## [РАБОЧИЕ ДАННЫЕ]
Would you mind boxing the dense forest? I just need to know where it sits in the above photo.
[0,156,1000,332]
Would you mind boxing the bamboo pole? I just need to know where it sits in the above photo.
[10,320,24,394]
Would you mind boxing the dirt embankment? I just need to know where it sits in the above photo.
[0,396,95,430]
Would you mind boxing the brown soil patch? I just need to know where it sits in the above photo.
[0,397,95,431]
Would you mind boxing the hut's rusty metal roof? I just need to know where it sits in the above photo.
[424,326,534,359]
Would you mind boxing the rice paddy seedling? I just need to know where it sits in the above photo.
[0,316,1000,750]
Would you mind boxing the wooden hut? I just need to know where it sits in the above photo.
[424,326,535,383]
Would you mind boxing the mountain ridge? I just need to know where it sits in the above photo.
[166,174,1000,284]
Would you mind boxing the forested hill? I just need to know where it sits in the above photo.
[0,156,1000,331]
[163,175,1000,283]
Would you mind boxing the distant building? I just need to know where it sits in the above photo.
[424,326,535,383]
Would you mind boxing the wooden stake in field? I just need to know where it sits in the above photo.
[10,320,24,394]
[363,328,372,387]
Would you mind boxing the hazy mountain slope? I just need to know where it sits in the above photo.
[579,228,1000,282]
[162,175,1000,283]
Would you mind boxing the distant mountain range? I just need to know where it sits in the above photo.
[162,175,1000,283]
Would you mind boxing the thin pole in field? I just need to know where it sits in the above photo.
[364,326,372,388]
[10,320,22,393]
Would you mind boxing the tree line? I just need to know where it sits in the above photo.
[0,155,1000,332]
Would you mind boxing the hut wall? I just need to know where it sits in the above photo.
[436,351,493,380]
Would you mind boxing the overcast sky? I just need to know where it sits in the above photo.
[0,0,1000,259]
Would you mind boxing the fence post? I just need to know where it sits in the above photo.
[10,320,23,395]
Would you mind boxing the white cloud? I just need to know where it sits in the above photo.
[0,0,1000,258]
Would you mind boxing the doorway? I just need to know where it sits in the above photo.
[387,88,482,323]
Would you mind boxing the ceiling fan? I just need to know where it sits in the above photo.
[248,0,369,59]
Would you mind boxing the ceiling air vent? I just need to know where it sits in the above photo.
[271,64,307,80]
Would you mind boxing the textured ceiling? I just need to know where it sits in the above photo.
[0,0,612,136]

## [ТРЕБОВАНИЯ]
Отфильтруй записи выше и оставь только те строки, в которых встречается слово «ceiling». Регистр букв учитывается.

## [РЕШЕНИЕ ЗАДАНИЯ]
Would you mind boxing the ceiling fan? I just need to know where it sits in the above photo.
Would you mind boxing the ceiling air vent? I just need to know where it sits in the above photo.
Would you mind boxing the textured ceiling? I just need to know where it sits in the above photo.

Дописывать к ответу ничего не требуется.